#### Instructions to follow:
Could you please output all of the data exactly, without the images?

Data extracted from a collection:
__________

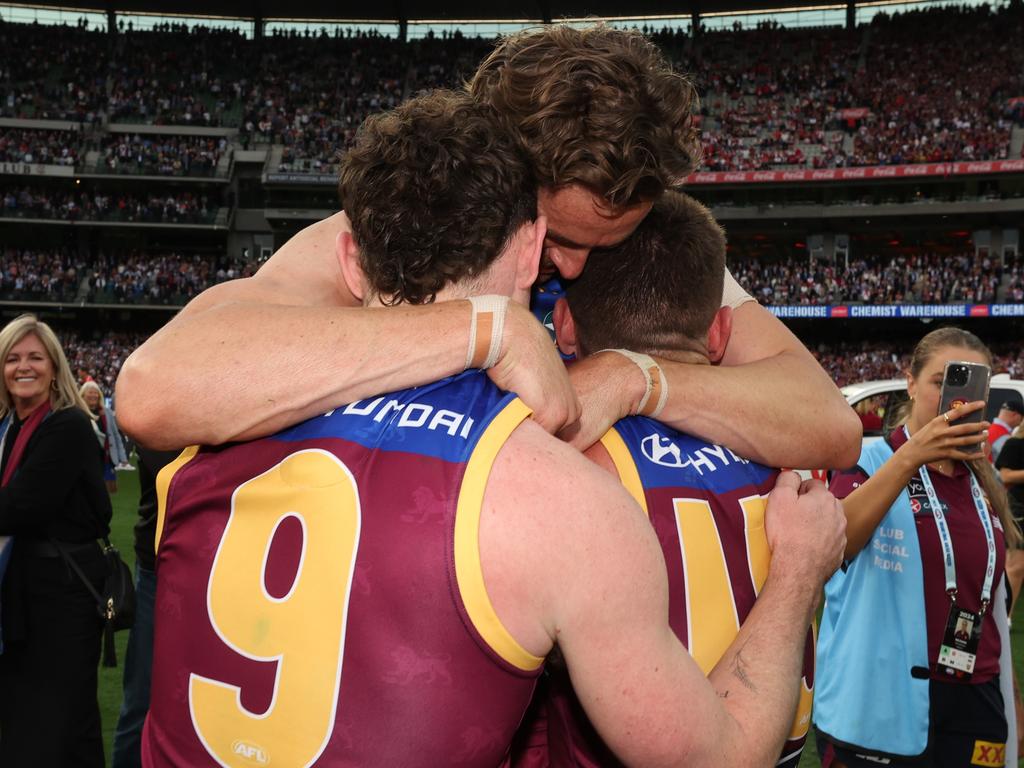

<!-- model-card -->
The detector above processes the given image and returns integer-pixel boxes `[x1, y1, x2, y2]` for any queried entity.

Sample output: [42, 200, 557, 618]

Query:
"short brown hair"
[339, 90, 535, 305]
[469, 24, 700, 207]
[565, 191, 725, 356]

__________

#### Answer section:
<!-- model-card -->
The detector above processes the given image and returns integer-pixel boxes `[x1, y1, x2, y2]` for any queried entity.

Sample output: [42, 200, 557, 618]

Query:
"short brown hair"
[339, 90, 535, 305]
[469, 24, 700, 207]
[565, 191, 725, 356]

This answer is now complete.